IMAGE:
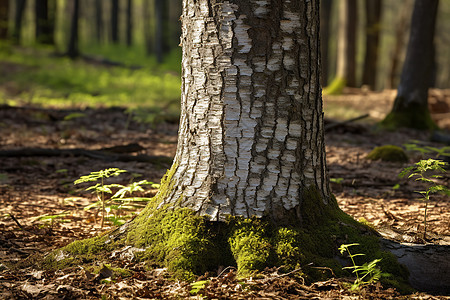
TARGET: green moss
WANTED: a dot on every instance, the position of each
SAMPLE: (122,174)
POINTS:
(189,245)
(413,116)
(388,153)
(336,87)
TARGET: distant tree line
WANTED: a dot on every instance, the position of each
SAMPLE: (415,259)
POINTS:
(363,42)
(69,24)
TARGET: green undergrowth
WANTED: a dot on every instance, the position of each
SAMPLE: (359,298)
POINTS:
(413,116)
(336,87)
(188,245)
(36,76)
(389,153)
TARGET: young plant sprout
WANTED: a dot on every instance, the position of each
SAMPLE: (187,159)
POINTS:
(420,171)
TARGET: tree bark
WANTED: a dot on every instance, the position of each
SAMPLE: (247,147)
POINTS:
(373,26)
(20,8)
(115,21)
(325,16)
(72,49)
(4,12)
(251,136)
(410,108)
(45,16)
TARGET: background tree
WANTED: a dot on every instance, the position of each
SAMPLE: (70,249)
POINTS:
(373,27)
(161,29)
(129,23)
(18,17)
(4,12)
(249,183)
(325,23)
(45,21)
(346,48)
(115,21)
(410,108)
(99,20)
(401,28)
(73,48)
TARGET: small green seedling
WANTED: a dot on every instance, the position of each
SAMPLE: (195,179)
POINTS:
(419,171)
(365,274)
(117,200)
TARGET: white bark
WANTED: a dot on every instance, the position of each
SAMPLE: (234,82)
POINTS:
(251,136)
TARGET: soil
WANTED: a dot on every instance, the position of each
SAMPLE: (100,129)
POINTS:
(35,187)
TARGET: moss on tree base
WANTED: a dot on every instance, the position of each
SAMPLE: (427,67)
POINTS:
(413,116)
(388,153)
(189,245)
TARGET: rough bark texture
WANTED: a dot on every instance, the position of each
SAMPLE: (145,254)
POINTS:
(251,132)
(410,108)
(373,27)
(4,11)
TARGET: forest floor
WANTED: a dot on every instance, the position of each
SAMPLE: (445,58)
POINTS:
(41,209)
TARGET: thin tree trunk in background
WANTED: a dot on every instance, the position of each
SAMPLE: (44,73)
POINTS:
(373,27)
(99,20)
(17,32)
(410,107)
(161,14)
(129,25)
(73,50)
(400,32)
(45,16)
(351,40)
(346,62)
(115,21)
(325,15)
(147,28)
(4,12)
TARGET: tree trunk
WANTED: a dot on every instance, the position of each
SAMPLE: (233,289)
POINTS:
(161,14)
(99,20)
(72,49)
(129,25)
(4,12)
(325,16)
(148,37)
(346,48)
(251,136)
(20,8)
(410,108)
(400,32)
(45,16)
(249,184)
(115,21)
(373,26)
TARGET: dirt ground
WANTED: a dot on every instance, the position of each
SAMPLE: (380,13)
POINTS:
(35,186)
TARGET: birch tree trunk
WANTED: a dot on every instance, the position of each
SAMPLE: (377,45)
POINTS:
(251,132)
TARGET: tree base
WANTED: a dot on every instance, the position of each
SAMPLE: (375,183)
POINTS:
(414,116)
(189,245)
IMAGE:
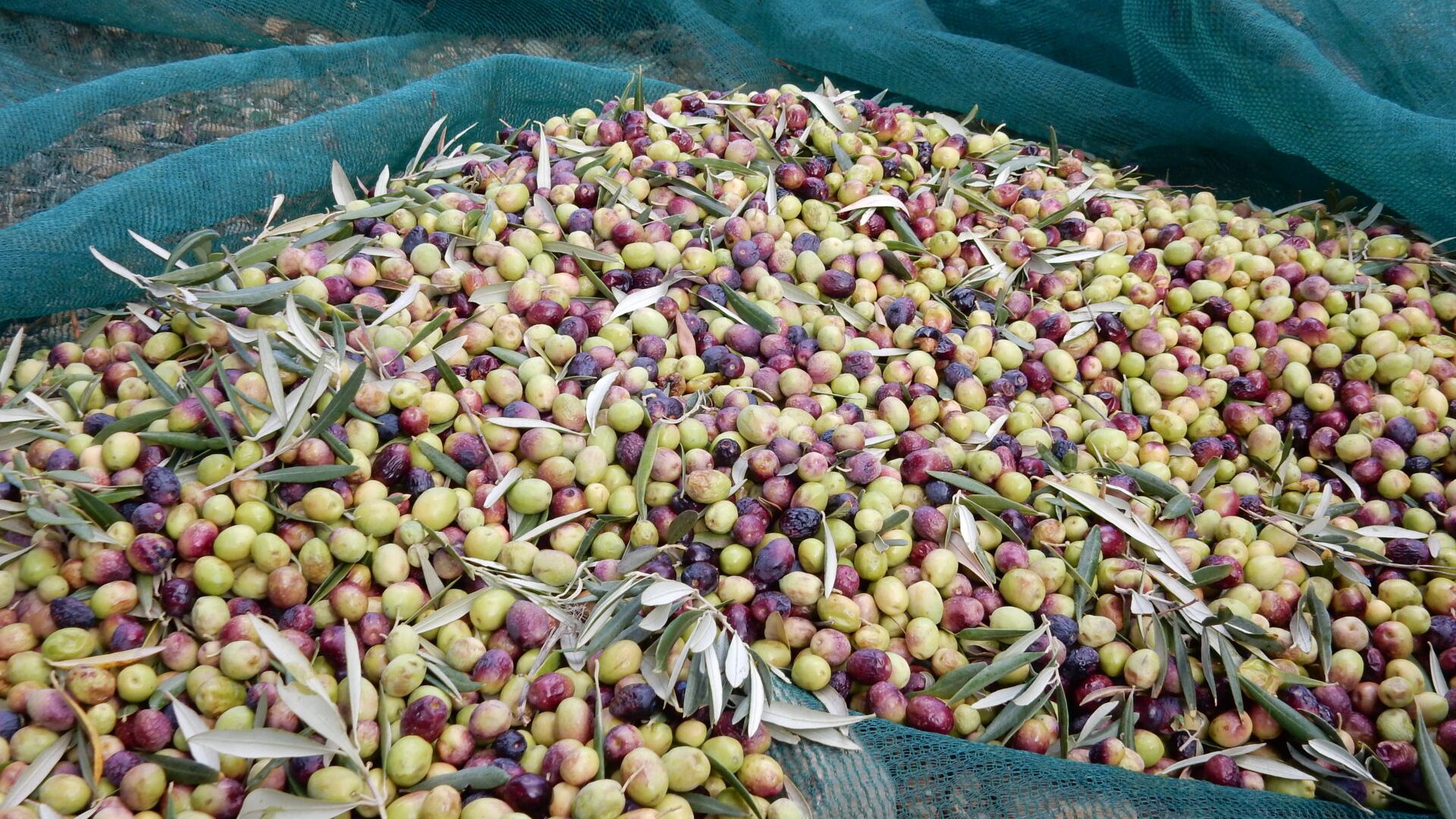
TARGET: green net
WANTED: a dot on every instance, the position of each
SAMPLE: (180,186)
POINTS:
(162,115)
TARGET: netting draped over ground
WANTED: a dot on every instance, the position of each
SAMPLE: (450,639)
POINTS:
(161,115)
(165,115)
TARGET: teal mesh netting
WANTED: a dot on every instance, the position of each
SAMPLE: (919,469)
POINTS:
(165,115)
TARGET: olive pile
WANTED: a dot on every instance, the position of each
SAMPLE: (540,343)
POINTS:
(511,487)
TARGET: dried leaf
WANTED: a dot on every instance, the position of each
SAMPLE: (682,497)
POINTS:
(112,661)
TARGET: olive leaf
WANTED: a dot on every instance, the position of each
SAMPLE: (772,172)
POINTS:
(36,771)
(308,474)
(599,395)
(181,770)
(259,744)
(112,661)
(705,805)
(644,472)
(193,726)
(284,651)
(1433,773)
(265,803)
(481,777)
(443,464)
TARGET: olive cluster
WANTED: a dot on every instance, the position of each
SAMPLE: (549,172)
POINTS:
(965,431)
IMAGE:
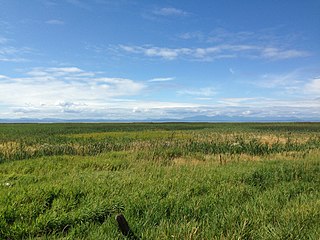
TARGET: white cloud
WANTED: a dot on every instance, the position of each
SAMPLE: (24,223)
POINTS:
(205,92)
(215,52)
(55,22)
(313,86)
(47,86)
(170,11)
(274,53)
(161,79)
(3,40)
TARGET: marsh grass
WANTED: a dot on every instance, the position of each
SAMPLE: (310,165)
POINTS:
(179,181)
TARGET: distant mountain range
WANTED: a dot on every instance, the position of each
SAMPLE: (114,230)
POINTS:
(199,118)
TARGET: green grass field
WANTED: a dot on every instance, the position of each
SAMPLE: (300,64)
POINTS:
(170,180)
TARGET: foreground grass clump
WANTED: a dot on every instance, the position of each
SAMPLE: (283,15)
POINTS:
(167,182)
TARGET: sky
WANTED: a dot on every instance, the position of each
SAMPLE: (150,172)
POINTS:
(138,59)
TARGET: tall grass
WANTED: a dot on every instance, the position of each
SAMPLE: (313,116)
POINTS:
(179,181)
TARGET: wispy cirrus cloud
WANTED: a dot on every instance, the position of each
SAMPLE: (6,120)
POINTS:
(11,53)
(170,11)
(201,92)
(49,86)
(55,22)
(313,86)
(164,79)
(215,52)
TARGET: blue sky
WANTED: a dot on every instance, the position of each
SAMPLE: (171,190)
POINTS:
(103,59)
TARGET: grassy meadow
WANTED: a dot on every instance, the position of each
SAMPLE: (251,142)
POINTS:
(170,180)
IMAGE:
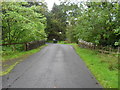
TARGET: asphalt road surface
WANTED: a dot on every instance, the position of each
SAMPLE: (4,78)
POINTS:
(55,66)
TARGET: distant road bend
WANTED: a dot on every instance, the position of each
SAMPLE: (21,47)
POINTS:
(55,66)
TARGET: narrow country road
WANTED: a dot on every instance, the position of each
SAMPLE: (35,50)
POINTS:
(55,66)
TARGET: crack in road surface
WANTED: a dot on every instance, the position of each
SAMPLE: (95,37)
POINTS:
(55,66)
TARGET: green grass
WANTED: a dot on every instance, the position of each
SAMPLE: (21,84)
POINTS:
(8,56)
(17,54)
(99,64)
(103,66)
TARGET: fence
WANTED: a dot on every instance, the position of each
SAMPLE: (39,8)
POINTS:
(28,45)
(102,49)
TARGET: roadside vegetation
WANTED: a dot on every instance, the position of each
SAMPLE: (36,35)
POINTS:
(103,66)
(94,22)
(11,59)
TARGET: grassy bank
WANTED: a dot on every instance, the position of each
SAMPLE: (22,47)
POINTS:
(11,59)
(103,66)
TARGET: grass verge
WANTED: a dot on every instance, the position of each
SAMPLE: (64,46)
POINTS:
(15,58)
(103,66)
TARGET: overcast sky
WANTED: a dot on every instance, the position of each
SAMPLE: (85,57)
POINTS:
(51,2)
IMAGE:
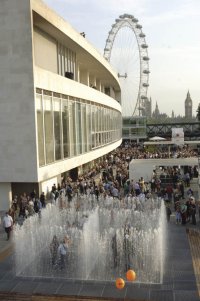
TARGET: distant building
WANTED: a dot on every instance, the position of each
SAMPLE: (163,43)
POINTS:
(148,108)
(188,106)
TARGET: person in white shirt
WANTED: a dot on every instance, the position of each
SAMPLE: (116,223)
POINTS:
(8,224)
(62,251)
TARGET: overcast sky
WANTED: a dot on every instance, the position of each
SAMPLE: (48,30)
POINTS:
(172,30)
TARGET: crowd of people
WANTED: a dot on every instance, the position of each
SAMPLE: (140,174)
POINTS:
(111,179)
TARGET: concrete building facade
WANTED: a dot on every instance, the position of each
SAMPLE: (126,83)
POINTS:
(59,98)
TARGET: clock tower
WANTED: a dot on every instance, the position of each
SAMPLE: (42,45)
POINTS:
(188,106)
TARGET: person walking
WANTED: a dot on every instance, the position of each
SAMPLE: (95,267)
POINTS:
(62,251)
(54,250)
(8,224)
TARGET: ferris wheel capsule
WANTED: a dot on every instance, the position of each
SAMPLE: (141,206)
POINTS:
(126,51)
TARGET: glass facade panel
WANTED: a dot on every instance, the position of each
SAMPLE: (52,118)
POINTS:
(74,127)
(57,128)
(40,130)
(65,129)
(78,128)
(67,126)
(48,125)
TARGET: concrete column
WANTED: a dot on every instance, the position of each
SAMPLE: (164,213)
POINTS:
(5,196)
(84,77)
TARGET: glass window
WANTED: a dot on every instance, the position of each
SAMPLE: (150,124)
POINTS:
(65,124)
(57,128)
(40,131)
(48,124)
(78,128)
(73,128)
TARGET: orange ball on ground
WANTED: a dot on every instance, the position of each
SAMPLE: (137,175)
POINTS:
(130,275)
(120,283)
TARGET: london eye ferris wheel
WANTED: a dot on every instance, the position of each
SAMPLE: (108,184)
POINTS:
(126,50)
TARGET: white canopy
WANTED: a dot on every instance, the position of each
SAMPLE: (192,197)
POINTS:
(157,138)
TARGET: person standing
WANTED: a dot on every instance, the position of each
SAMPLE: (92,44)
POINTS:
(54,250)
(62,252)
(8,224)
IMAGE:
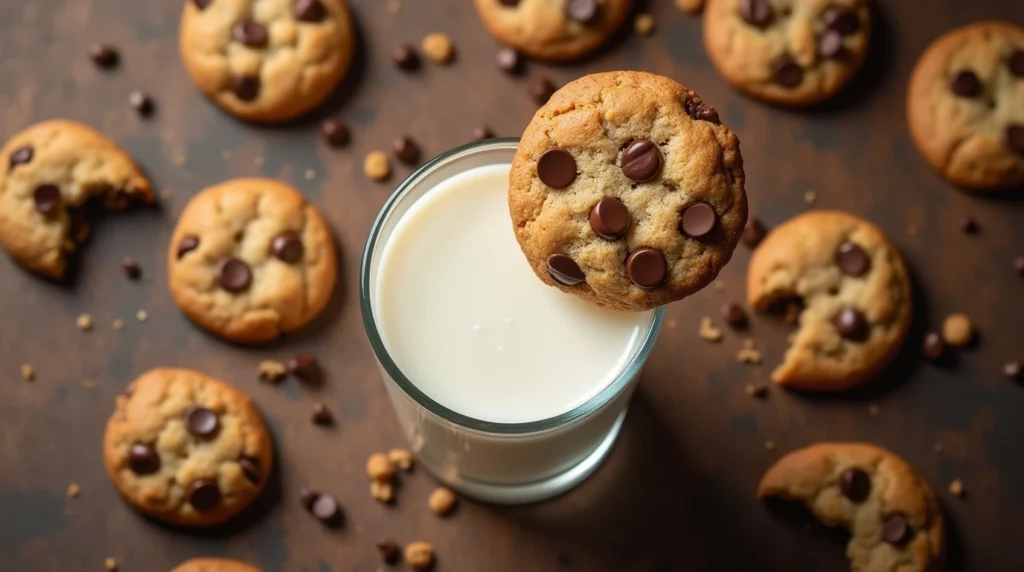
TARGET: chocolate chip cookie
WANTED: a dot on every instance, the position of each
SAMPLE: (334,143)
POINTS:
(266,60)
(251,260)
(553,30)
(185,448)
(855,294)
(628,191)
(50,175)
(894,520)
(791,52)
(966,105)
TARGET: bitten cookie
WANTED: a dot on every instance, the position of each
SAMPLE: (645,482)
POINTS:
(251,260)
(49,174)
(627,190)
(966,105)
(185,448)
(268,60)
(791,52)
(855,294)
(214,565)
(554,30)
(893,517)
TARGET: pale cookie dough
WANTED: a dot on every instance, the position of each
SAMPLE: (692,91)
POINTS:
(266,60)
(894,520)
(185,448)
(48,173)
(251,259)
(855,293)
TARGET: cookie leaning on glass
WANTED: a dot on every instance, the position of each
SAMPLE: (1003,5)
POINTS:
(628,191)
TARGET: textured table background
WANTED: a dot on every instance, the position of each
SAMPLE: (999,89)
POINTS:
(677,491)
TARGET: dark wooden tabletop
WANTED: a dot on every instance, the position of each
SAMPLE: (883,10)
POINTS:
(677,492)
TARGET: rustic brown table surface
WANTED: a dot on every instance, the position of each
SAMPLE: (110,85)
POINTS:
(676,492)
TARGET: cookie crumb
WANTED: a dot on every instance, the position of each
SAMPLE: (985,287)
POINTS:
(376,166)
(708,331)
(438,47)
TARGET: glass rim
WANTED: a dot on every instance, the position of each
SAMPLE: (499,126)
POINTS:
(595,403)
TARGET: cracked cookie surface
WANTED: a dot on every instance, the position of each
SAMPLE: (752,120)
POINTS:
(554,30)
(855,293)
(895,522)
(185,448)
(48,173)
(266,60)
(627,191)
(966,105)
(790,52)
(251,259)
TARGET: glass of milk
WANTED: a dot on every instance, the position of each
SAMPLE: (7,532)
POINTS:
(510,391)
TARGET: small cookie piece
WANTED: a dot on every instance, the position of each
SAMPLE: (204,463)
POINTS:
(553,30)
(266,60)
(790,52)
(214,565)
(964,105)
(251,260)
(855,292)
(891,512)
(628,191)
(185,448)
(48,174)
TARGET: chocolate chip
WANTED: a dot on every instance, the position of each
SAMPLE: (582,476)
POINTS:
(852,259)
(131,268)
(509,60)
(855,484)
(697,220)
(47,198)
(851,323)
(308,10)
(250,468)
(288,247)
(756,12)
(20,156)
(646,267)
(787,73)
(233,275)
(335,132)
(142,458)
(202,422)
(188,244)
(842,19)
(204,495)
(404,56)
(641,161)
(103,55)
(584,11)
(246,88)
(896,530)
(966,84)
(407,150)
(556,168)
(564,270)
(609,218)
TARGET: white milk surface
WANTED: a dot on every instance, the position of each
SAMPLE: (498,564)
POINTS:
(467,321)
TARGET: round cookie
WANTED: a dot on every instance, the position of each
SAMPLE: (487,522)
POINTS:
(48,174)
(251,260)
(185,448)
(894,520)
(627,191)
(965,105)
(268,60)
(855,293)
(790,52)
(553,30)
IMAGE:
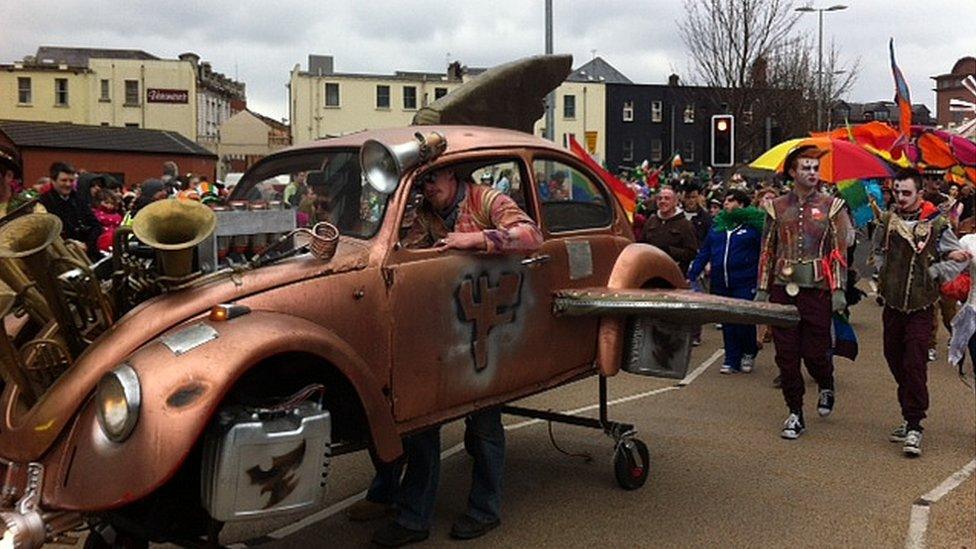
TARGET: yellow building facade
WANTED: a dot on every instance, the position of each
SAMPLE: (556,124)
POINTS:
(324,103)
(146,93)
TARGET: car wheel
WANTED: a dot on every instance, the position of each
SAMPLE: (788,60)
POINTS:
(631,464)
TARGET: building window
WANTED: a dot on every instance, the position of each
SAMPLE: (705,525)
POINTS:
(629,112)
(23,91)
(569,106)
(382,97)
(657,150)
(332,95)
(131,92)
(656,115)
(61,92)
(410,97)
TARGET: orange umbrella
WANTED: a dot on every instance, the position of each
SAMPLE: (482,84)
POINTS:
(844,160)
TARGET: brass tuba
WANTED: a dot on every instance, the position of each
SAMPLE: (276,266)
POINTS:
(60,294)
(174,228)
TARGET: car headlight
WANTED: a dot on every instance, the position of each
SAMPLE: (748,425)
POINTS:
(117,399)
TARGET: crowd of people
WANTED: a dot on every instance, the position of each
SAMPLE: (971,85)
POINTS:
(787,240)
(791,240)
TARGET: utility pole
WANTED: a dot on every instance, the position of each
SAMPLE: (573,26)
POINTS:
(551,98)
(810,9)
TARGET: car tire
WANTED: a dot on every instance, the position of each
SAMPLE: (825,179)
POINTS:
(631,464)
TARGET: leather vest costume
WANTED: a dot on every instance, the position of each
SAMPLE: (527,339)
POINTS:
(904,282)
(804,245)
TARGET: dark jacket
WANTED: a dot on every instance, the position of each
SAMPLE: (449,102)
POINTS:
(675,236)
(77,220)
(733,254)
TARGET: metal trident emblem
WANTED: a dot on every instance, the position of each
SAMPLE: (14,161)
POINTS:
(489,308)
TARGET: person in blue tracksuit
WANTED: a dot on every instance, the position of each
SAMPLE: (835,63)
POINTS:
(732,251)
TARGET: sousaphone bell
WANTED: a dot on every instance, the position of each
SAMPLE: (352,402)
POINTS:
(174,228)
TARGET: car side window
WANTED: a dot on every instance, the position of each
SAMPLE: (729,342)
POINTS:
(570,199)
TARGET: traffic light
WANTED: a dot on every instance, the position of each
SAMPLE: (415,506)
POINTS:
(723,140)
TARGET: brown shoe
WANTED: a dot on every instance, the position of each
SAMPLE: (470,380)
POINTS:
(365,510)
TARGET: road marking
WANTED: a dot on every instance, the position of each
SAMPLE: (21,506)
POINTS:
(699,370)
(918,523)
(340,506)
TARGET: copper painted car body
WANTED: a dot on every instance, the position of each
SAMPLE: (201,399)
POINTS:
(407,332)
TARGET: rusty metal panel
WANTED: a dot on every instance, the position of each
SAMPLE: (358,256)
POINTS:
(678,306)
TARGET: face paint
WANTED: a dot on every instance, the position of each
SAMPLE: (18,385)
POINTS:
(807,172)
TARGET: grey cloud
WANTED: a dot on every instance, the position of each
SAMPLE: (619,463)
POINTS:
(260,41)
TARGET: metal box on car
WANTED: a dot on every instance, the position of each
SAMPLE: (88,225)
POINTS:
(655,348)
(246,222)
(256,466)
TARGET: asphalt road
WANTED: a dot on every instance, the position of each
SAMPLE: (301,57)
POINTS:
(721,475)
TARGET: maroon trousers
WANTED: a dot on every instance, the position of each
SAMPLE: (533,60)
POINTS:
(809,340)
(906,341)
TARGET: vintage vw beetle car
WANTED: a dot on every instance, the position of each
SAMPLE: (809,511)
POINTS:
(223,400)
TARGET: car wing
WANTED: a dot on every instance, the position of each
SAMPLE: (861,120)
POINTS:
(673,306)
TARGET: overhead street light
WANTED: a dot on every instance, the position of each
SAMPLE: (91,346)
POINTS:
(811,9)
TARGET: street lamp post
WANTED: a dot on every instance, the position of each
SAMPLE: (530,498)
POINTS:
(811,9)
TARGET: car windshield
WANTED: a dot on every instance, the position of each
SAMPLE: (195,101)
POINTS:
(320,186)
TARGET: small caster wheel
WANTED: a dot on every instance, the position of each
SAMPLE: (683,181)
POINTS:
(631,463)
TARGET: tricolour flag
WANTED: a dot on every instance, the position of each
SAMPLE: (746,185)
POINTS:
(902,97)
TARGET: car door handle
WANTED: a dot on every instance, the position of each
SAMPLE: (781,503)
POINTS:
(535,260)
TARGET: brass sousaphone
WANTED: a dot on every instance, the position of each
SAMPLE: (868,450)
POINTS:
(174,228)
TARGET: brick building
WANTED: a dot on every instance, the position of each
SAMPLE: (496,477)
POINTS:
(131,155)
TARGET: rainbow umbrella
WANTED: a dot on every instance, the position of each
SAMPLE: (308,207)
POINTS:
(844,160)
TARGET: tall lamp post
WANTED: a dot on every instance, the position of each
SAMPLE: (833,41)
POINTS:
(811,9)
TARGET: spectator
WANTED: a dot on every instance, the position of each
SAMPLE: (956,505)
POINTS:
(732,251)
(669,230)
(78,221)
(108,212)
(694,203)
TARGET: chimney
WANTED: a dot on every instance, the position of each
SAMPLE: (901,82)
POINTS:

What you will do: Output only the lines from the one holding "TARGET: car door handle" through the last line above, exactly as they appear.

Task output:
TARGET: car door handle
WANTED: a dot on every instance, the position of each
SAMPLE: (781,503)
POINTS:
(535,260)
TARGET: brass sousaphone
WANTED: a dot on every instance, the position of each
SAMPLE: (868,450)
POINTS:
(174,228)
TARGET: brick building
WANTED: a dot on every instance, the position of each
SAMPLE: (496,477)
POINTS:
(131,155)
TARGET: rainbow umbrella
WANTED: a dot on every instance, the position of each
SAMPLE: (308,207)
POINTS:
(844,160)
TARGET: tall lamp post
WANTED: a dot on every instance, the position of each
SAMPLE: (833,41)
POINTS:
(811,9)
TARGET: spectator
WANTED: a dot on every instance, the position of each
SAMPLE: (956,505)
POINTS:
(732,251)
(669,230)
(78,221)
(108,212)
(694,203)
TARGET: chimney
WANTED: a dot on every instance, the position of each
SAMPLE: (901,82)
POINTS:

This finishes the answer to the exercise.